** Start QUOTED TEXT **

This conclusion is reinforced by the Tithe Applotment listing for John Ryan in 1828, a document I’ll discuss in more detail below, and Griffith’s Valuation listing for John in 1849, a point I’ll explain as well in a moment. And as I’ve just noted, the 1827 list of women paid by Bessborough estate for weaving flax, which includes John’s wife Margaret (listed as Peggy Ryan), reinforces the conclusion that John and Margaret continued to reside in Logriach in 1827.

Women paid in April 1827 for spinning flax for Bessborough estate, County Kilkenny, Ireland, in “Spinning and weaving accounts,” MS 29,805 (1), in “Bessborough Papers. Ponsonby Family, Earls of Bessborough, 1826-1864,” National Library of Ireland
Women paid in July 1827 for spinning flax for Bessborough estate, County Kilkenny, Ireland, in “Spinning and weaving accounts,” MS 29,805 (1), in “Bessborough Papers. Ponsonby Family, Earls of Bessborough, 1826-1864,” National Library of Ireland

The Bessborough Estate Spinning and Weaving Accounts, 1827

Noting that the Bessborough spinning and weaving accounts are found in a folder held by NLI that includes “several documents…, each of which is a register of payments for a series of weeks within the period March to July of 1827,” Mary Flood and James G. Ryan write,[5]

The documents are on several loose pages in the Bessborough Papers in the National Library of lreland MS 29,805 (1). These papers are those of the Ponsonby family whose titles include Baron and Earl Bessborough and Viscount Duncannon. In the document he is described as ‘Lord Duncannon.’ …

Although the location or residence of the women is not specified in the documents, it is almost certain that all lived in one of the 20 or so townlands in the immediate vicinity of the Bessborough Estate at Kildalton. A comparison of the names on the list with those in the Griffith Valuation returns (1850) and the Tithe Applotment Survey shows that almost aII of the surnames appear in this immediate vicinity. In particular, 15 of the 83 family names appear in the townland of Belline and Rogerstown; six in Tobernabrone; six in Banagher and six in Fiddown. This would make sense as there was no practical reason why the farm management would seek flax spinners further from the farm than was necessary.”

Some Notes on the Oates Family

In addition to Peggy Ryan, the list of women paid by the Bessborough estate for spinning flax in 1827 includes Ally (Alice), Anstie (Anastasia), Mary, and Molly Ryan. It’s not clear to me whether the last two Ryan women are the same person. Could the Mary or Molly Ryan being paid for spinning flax in 1827 be John and Margaret Ryan’s daughter of that name who was baptized in May 1814 in Templeorum parish?

** End QUOTED TEXT **

*WHAT YOU NEED TO DO*
1: In the passage on the Bessborough spinning and weaving accounts, how many of the 83 family names appear in the townland of Belline and Rogerstown?
2: How many lines of the entries contain the word "weathered"? Reply with the number alone.

** Start ROWS **

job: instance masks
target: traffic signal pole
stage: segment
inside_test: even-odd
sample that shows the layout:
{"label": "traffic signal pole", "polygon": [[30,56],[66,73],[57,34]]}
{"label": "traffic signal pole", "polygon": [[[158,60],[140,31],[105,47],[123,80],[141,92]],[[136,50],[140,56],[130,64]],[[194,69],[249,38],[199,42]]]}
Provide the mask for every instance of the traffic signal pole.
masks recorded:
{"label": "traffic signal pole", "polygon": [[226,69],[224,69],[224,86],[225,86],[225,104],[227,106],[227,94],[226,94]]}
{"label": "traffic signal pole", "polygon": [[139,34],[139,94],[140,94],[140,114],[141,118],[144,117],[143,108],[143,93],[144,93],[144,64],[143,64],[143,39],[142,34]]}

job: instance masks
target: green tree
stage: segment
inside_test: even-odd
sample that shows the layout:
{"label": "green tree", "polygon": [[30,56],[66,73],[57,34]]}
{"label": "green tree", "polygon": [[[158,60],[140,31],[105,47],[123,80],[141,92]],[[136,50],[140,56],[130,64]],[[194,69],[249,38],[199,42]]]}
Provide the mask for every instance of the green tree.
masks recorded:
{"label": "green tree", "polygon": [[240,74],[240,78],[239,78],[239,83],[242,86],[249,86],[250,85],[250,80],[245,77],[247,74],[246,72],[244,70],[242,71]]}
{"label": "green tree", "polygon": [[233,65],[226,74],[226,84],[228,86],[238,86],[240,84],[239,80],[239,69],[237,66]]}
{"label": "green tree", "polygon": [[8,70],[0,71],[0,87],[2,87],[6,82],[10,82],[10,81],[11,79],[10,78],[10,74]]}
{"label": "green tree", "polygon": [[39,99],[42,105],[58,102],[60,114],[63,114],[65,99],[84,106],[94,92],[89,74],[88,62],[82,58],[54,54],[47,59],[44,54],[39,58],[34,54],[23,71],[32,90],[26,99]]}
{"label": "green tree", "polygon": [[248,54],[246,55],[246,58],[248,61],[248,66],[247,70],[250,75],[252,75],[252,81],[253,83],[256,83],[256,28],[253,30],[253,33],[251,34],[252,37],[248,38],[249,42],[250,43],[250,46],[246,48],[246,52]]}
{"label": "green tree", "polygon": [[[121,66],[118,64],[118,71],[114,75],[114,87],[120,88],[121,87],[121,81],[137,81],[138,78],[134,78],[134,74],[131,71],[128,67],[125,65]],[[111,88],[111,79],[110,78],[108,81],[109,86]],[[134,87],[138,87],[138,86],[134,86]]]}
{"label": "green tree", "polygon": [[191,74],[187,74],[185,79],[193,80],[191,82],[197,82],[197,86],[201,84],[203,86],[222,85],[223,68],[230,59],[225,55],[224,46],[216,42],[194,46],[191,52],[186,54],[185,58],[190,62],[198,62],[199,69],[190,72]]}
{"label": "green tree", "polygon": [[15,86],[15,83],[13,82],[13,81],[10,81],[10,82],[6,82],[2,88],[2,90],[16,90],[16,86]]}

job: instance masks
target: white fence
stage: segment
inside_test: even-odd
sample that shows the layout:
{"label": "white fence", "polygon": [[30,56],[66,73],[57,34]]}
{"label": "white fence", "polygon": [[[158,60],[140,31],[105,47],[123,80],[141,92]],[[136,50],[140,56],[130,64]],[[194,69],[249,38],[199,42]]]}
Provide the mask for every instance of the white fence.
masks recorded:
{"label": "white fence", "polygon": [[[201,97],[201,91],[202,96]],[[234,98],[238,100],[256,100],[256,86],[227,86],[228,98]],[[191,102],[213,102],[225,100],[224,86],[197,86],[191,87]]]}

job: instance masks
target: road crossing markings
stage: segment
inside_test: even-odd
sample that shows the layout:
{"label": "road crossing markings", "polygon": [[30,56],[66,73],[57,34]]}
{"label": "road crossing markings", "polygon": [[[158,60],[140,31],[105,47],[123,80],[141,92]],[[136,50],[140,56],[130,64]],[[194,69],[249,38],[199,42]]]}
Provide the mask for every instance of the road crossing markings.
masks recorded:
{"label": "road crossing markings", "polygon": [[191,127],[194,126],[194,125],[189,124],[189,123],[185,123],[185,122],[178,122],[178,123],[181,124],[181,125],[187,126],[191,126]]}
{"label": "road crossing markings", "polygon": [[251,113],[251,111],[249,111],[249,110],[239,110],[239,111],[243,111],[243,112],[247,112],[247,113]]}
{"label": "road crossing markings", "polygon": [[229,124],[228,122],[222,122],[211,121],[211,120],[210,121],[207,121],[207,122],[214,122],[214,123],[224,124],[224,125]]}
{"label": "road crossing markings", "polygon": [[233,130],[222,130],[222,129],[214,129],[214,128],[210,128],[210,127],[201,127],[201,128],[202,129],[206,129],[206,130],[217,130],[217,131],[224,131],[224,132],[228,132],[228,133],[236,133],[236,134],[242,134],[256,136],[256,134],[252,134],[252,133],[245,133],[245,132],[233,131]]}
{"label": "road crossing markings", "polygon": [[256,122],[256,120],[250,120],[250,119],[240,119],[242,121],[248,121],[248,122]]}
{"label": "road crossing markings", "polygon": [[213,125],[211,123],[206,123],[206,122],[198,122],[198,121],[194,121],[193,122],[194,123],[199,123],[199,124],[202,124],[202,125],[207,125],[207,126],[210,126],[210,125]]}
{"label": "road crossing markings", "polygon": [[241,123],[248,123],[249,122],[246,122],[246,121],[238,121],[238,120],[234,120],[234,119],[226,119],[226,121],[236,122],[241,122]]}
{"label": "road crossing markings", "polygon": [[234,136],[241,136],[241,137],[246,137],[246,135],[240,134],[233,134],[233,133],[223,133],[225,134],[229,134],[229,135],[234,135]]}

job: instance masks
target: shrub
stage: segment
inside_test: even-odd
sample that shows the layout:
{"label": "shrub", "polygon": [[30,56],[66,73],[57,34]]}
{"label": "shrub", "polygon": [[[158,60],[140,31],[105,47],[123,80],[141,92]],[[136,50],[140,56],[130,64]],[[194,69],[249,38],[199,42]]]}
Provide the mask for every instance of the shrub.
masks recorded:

** End ROWS **
** Start ROWS **

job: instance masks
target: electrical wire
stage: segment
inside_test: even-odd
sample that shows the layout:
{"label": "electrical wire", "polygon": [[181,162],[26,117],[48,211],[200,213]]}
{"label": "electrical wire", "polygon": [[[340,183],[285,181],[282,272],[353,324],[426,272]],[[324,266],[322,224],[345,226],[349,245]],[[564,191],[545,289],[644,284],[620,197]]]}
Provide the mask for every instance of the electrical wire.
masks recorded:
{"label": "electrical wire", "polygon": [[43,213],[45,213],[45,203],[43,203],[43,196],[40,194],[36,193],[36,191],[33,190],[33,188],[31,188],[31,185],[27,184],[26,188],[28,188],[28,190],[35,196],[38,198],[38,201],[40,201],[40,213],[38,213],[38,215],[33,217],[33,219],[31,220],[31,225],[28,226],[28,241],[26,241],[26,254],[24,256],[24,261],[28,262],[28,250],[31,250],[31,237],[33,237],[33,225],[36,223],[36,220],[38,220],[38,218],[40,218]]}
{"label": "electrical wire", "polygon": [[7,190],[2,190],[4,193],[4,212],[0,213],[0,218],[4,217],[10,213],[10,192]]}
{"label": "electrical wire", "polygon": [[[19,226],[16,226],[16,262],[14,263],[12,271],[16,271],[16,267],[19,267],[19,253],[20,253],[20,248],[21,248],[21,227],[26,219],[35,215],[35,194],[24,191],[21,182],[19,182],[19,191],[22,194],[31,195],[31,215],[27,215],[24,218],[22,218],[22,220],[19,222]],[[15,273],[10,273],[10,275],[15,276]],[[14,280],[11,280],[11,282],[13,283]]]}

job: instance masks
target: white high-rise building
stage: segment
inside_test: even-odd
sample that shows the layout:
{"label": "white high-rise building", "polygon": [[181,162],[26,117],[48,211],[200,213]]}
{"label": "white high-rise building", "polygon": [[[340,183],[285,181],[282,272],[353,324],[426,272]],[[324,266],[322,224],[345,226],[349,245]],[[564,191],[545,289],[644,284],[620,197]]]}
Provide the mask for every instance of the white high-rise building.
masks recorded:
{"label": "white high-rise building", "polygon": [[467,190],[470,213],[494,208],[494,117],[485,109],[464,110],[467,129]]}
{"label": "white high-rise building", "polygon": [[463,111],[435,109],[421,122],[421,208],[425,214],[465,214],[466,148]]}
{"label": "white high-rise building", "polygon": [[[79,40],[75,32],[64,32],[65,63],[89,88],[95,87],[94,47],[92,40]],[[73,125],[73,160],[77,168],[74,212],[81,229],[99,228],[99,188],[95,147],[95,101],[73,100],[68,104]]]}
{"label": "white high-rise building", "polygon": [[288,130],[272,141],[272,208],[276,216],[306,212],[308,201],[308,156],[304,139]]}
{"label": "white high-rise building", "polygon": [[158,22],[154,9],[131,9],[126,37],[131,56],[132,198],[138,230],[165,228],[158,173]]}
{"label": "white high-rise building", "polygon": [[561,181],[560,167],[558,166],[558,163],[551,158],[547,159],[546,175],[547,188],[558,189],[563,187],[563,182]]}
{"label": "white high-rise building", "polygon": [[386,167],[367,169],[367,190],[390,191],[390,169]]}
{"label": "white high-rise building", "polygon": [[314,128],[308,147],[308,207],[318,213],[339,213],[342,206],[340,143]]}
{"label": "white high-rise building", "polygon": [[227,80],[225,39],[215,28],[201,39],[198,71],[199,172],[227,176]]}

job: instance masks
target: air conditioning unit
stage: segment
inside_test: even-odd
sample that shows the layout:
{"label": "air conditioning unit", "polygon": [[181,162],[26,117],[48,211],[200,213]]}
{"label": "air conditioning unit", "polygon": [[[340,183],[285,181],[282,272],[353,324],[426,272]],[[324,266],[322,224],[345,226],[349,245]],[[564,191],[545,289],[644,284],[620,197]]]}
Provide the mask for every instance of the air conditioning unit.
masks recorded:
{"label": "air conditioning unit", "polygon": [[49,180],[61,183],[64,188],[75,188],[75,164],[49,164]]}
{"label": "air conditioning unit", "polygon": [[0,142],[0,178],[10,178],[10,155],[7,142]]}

** End ROWS **
** Start ROWS **

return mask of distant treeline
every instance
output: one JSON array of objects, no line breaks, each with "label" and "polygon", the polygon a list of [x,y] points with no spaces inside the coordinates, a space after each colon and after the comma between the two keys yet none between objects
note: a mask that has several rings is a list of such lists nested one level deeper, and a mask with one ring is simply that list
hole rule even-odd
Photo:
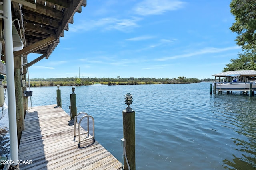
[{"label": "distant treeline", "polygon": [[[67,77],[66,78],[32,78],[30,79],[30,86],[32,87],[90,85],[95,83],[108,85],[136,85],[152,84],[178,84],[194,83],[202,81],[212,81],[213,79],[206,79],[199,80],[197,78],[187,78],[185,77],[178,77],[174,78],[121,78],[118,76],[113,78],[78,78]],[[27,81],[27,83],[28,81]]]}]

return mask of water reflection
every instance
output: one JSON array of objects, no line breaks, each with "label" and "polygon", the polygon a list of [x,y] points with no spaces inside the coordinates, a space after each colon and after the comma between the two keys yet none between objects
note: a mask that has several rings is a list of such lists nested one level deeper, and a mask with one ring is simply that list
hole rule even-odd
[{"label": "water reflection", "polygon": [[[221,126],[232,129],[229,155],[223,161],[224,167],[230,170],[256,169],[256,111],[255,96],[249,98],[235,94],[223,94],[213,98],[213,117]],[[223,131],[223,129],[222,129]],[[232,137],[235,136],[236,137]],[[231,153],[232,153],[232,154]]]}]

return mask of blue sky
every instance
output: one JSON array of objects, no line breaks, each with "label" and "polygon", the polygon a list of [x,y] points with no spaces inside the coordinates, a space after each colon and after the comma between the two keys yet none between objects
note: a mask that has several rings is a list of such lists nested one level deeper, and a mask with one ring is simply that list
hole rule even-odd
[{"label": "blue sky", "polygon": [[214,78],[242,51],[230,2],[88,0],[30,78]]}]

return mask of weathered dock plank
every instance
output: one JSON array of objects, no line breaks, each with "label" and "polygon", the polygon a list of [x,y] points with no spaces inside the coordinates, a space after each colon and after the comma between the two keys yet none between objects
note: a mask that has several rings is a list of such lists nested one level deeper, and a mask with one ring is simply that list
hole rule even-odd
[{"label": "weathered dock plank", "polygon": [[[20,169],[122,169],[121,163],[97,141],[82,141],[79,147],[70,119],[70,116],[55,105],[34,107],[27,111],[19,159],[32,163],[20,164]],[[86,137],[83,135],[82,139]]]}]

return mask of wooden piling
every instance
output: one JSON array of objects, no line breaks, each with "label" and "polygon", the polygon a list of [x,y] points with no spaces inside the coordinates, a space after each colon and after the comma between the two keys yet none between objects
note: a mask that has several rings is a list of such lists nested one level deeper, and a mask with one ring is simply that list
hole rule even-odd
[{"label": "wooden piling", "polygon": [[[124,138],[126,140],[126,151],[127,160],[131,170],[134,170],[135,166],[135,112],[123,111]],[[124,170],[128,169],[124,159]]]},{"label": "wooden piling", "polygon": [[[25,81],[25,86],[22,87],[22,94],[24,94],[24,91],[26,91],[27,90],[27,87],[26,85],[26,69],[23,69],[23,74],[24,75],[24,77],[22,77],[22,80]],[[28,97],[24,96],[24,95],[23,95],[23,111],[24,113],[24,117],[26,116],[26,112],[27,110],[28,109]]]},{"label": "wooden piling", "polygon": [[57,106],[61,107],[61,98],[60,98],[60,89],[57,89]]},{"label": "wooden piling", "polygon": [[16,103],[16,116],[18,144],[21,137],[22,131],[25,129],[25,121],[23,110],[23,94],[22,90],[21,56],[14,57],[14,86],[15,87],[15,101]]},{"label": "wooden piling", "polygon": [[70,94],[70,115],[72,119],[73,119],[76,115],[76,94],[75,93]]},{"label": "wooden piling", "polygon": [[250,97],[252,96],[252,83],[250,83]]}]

** End ROWS **

*SOLUTIONS BELOW*
1: 15

2: 2